____ TEXT

Eine boshafte Glosse
zu Meinungsfreiheiten,
Tatsachenkernen und Geisteshaltungen
Wer seine
Meinung äußert, hat es oft nicht besonders leicht. Die Schere im oder der
Maulkorb vor dem Kopf sind durchaus anzutreffende Utensilien. Da wird dann
nicht selten über die Frage zulässiger Meinungsäußerung oder unzulässiger
Tatsachenbehauptung gestritten.
Eins ist klar,
wenn der Meier „meint“, der Müller habe den Lehmann umgebracht, und das dann
auch gegenüber Dritten oder gar öffentlich auf dem analogen oder digitalen
Marktplatz äußert, dann ist das keine Meinungsäußerung, sondern eine
Tatsachenbehauptung. Eine derartige Tatsachenäußerung ist grundsätzlich dann,
wenn sie der Wahrheit entspricht, zulässig; anderenfalls ist sie
selbstverständlich grundsätzlich unzulässig. Das hat dann nämlich mit
Meinungsfreiheit nichts zu tun.
Grundsätzlich im
vorgenannten Sinne bedeutet, dass auch wahre Tatsachen keineswegs immer und
überall aufgestellt bzw. verbreitet werden dürfen. Gerade die Wahrheit kann ja
bekanntlich weh tun, also verletzen und damit auch Rechte verletzen. Berührt
werden können dabei insbesondere persönliche Persönlichkeitsrechte von Personen.
Das ist dann für diejenigen nicht immer witzig und nicht selten muss die Waage
der Justitia die tangierten wechselseitigen schwereren oder leichteren
Rechtsmeinungen abwägen.

________
____ VORLIEGENDES MATERIAL

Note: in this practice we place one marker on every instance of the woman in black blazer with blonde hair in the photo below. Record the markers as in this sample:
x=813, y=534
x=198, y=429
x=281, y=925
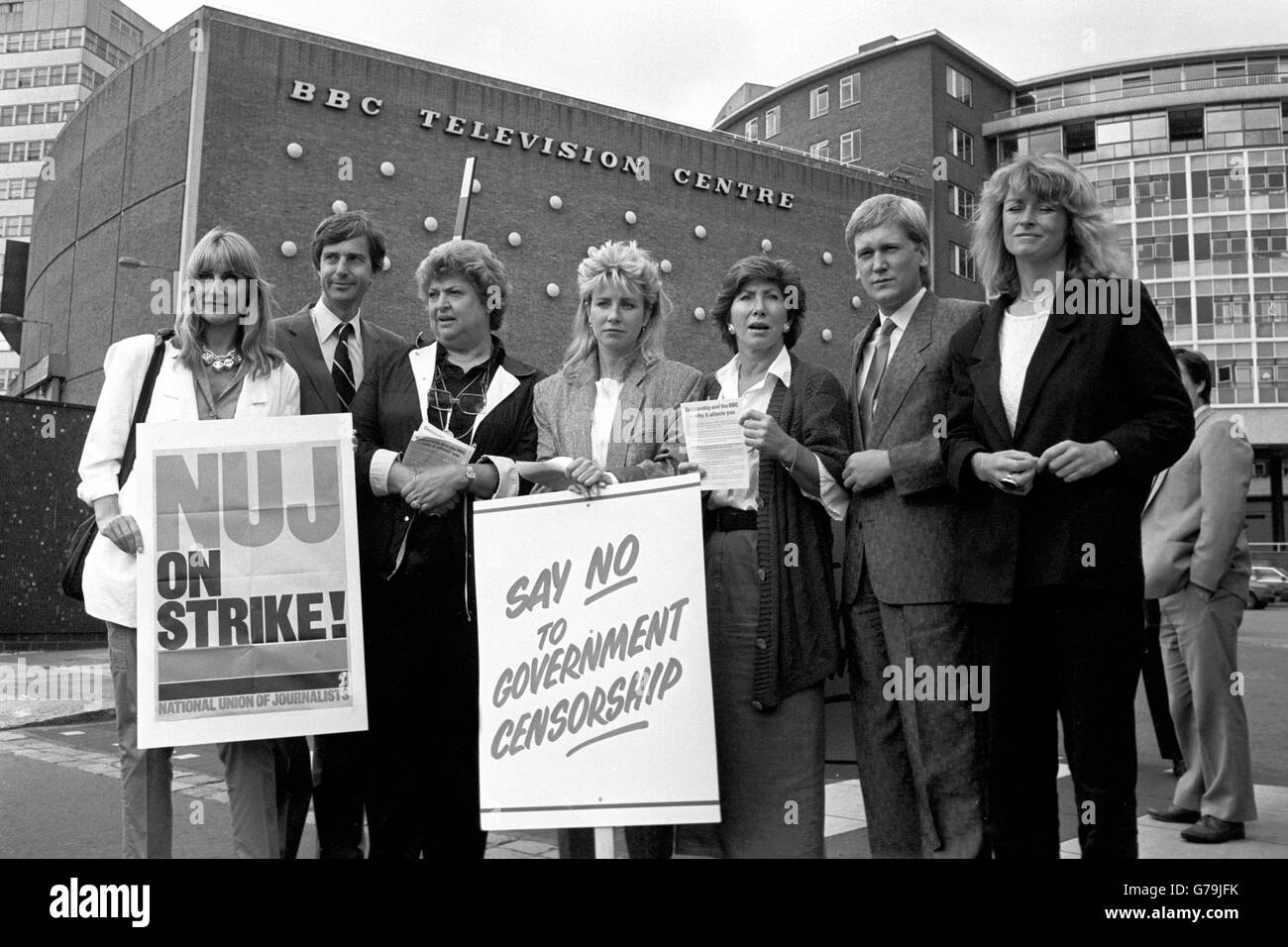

________

▶ _AUFGABEN_
(a) Zähle alle Familiennamen auf, die in der Glosse zur Meinungsfreiheit vorkommen.
(b) Übersetze den Satz „Gerade die Wahrheit kann ja bekanntlich weh tun, also verletzen und damit auch Rechte verletzen.“ aus der Glosse ins Englische.
(c) Setze die Glosse zur Meinungsfreiheit im Anschluss an ihren letzten Satz fort.
Die Zeilen werden hier nicht gebraucht.

▶ _ANTWORTEN JE AUFGABE_
(a) Meier, Müller, Lehmann

(b) As is well known, it is precisely the truth that can hurt, that is, wound, and thereby also violate rights.

(c)
Wenn der Müller
meint, der Meier wolle mit seiner bösartigen Aussage lediglich verhindern, selbst
in den Verdacht zu geraten, den Lehmann umgebracht zu haben, stellt eine
derartige Aussage nach herrschender Rechtsprechung grundsätzlich eine
Bewertung, eine Einschätzung und damit eine Meinungsäußerung dar. Diese
Meinungskundgabe beinhaltet allerdings gleichzeitig einen sog. „Tatsachenkern“,
in diesem Fall die – wenn auch nur angedeutete - Behauptung, es gäbe einen mehr
oder weniger plausiblen oder gar begründeten Verdacht gegen den Meier, er habe
den Lehmann mehr oder weniger kaltblütig oder blutrünstig umgebracht.
Die Verbreitung
derartiger – eventuell auch blutiger - Tatsachenkerne ist grundsätzlich
wiederum dann zulässig, wenn sie der Wahrheit entsprechen.
Wann entspricht
ein Verdacht in diesem Sinne der nackten Wahrheit?
Ein Verdacht
entspricht zweifelsohne jedenfalls dann der Wahrheit, wenn er nachweislich den
Tatsachen entspricht. Tatsachen sind nämlich anerkanntermaßen dem Beweis
zugänglich, Meinungen demgegenüber leider nicht.
Aber wie sieht
es aus, wenn und solange der tatsächliche Sachverhalt noch verflixt und
zugenäht ungeklärt ist?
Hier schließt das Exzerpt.